# Class IX, NCERT (CBSE) Mathematics | Quadrilaterals, Introduction (Chapter 8.1)

NCERT (CBSE) Textbook Exercise 8.1 Solution
(Page 146 - 147)
Question 1: The angles of quadrilateral are in the ratio 3: 5: 9: 13. Find all the angles of the quadrilateral.
Ans:
Let us assume that the common ratio between the angles of quadrilateral be x. Therefore, the angles will be 3x, 5x, 9x, and 13x respectively.
As the sum of all interior angles of a quadrilateral is 360º, we can write
3x + 5x + 9x + 13x = 360º
or, 30x = 360º
or, x = 12º
Hence, the angles of the quadrilateral are
3x = 3 × 12 = 36º
5x = 5 × 12 = 60º
9x = 9 × 12 = 108º
13x = 13 × 12 = 156º
Question 2: If the diagonals of a parallelogram are equal, then show that it is a rectangle.
Ans:
Let ABCD be a parallelogram. in order to show that ABCD is a rectangle, we have to prove that one of its interior angles of the ABCD is 90º.
Considering ΔABC and ΔDCB,
AB = DC (Opposite sides of a parallelogram are equal)
BC = BC (Common) and AC = DB (Given)
∴ ΔABC ≅ ΔDCB (By SSS Congruence rule)
∠ABC = ∠DCB (as the sum of the measures of angles on the same side of transversal is 180º).
or, ∠ABC + ∠DCB = 180º (AB || CD)
or, ∠ABC + ∠ABC = 180º
or, 2∠ABC = 180º
or, ∠ABC = 90º
Since ABCD is a parallelogram and one of its interior angles is 90º so ABCD is a rectangle.
Question 3: Show that if the diagonals of a quadrilateral bisect each other at right angles, then it is a rhombus.

→ MATERIAL PROVIDED:
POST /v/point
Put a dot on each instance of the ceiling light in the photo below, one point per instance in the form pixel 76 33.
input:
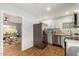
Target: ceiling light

→ WHAT TO PRODUCE:
Print the complete Exercise 8.1 solutions page verbatim, from its title line to its last line. The data comes from a separate source.

→ SOLUTION:
# Class IX, NCERT (CBSE) Mathematics | Quadrilaterals, Introduction (Chapter 8.1)

NCERT (CBSE) Textbook Exercise 8.1 Solution
(Page 146 - 147)
Question 1: The angles of quadrilateral are in the ratio 3: 5: 9: 13. Find all the angles of the quadrilateral.
Ans:
Let us assume that the common ratio between the angles of quadrilateral be x. Therefore, the angles will be 3x, 5x, 9x, and 13x respectively.
As the sum of all interior angles of a quadrilateral is 360º, we can write
3x + 5x + 9x + 13x = 360º
or, 30x = 360º
or, x = 12º
Hence, the angles of the quadrilateral are
3x = 3 × 12 = 36º
5x = 5 × 12 = 60º
9x = 9 × 12 = 108º
13x = 13 × 12 = 156º
Question 2: If the diagonals of a parallelogram are equal, then show that it is a rectangle.
Ans:
Let ABCD be a parallelogram. in order to show that ABCD is a rectangle, we have to prove that one of its interior angles of the ABCD is 90º.
Considering ΔABC and ΔDCB,
AB = DC (Opposite sides of a parallelogram are equal)
BC = BC (Common) and AC = DB (Given)
∴ ΔABC ≅ ΔDCB (By SSS Congruence rule)
∠ABC = ∠DCB (as the sum of the measures of angles on the same side of transversal is 180º).
or, ∠ABC + ∠DCB = 180º (AB || CD)
or, ∠ABC + ∠ABC = 180º
or, 2∠ABC = 180º
or, ∠ABC = 90º
Since ABCD is a parallelogram and one of its interior angles is 90º so ABCD is a rectangle.
Question 3: Show that if the diagonals of a quadrilateral bisect each other at right angles, then it is a rhombus.